____ INPUT DATA

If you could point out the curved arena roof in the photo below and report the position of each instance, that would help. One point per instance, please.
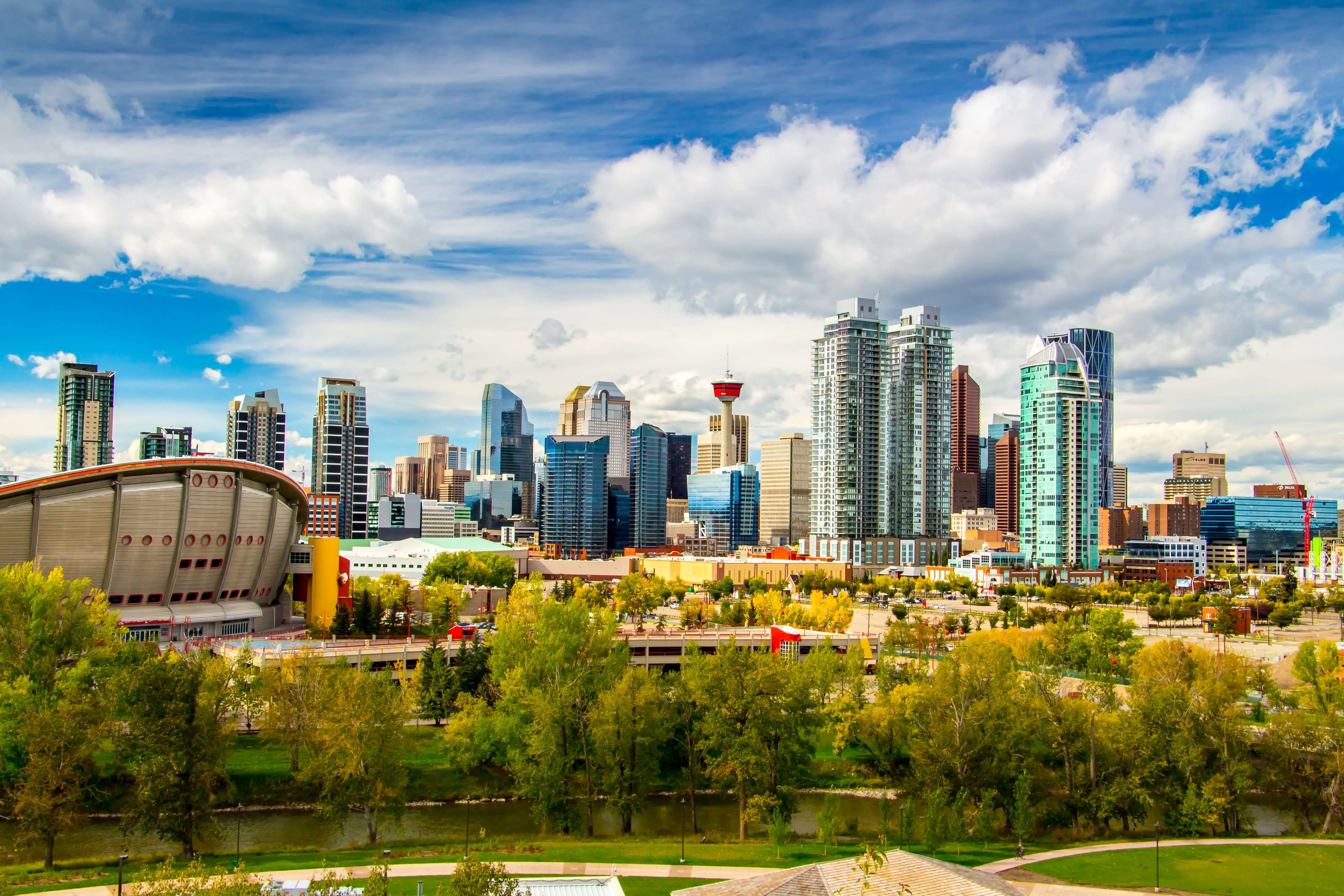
(177, 533)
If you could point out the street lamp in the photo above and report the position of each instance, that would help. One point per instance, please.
(683, 831)
(1158, 860)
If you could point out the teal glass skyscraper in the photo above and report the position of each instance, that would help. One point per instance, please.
(728, 502)
(1061, 457)
(648, 487)
(576, 511)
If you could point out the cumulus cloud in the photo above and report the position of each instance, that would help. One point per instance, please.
(1026, 213)
(1131, 84)
(69, 221)
(49, 367)
(552, 334)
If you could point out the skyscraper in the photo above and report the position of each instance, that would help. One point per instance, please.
(257, 429)
(921, 389)
(725, 448)
(166, 441)
(648, 487)
(851, 424)
(600, 410)
(1061, 457)
(506, 444)
(965, 441)
(726, 502)
(576, 514)
(1098, 353)
(679, 464)
(84, 417)
(786, 488)
(341, 453)
(433, 451)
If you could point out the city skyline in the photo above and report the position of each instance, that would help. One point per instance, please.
(431, 250)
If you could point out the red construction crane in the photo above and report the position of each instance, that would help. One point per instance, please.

________

* WORK INSTRUCTIONS
Reproduce all of the material above, requests included, and offset every coordinate in the answers by adding -81 to each value. Leave the pictures out of your version.

* RESPONSE
If you could point out the curved arena roof in the photo below and report the position of each instance, that would help. One point per instance, please.
(96, 452)
If you could point out the street lamp in the photo above and report the position of each instance, that would help. One point per instance, please.
(602, 750)
(1077, 779)
If you could point out the teal glass skyscraper in the photo above and report the position of each instance, that would help. One point per instance, please.
(647, 421)
(980, 376)
(567, 406)
(495, 430)
If you could point out the cumulus cloud in the photo above and report the position of each instance, that would help. One point per instance, please.
(945, 132)
(1050, 3)
(-12, 140)
(-32, 286)
(471, 253)
If you could point out the skyscraper in the photo above and report the position of each instance, that would help. One point per instance, please.
(176, 348)
(840, 308)
(644, 367)
(85, 360)
(567, 406)
(770, 343)
(519, 329)
(980, 376)
(425, 363)
(884, 360)
(645, 421)
(495, 433)
(1017, 272)
(598, 383)
(3, 336)
(705, 407)
(260, 372)
(352, 370)
If you could point out the city skyline in the photo above and report the position of each instance, that would help. One point per instance, please.
(350, 169)
If you could point out the red construction crane in the photo above and report the position of each instance, that would help. One point per instance, please.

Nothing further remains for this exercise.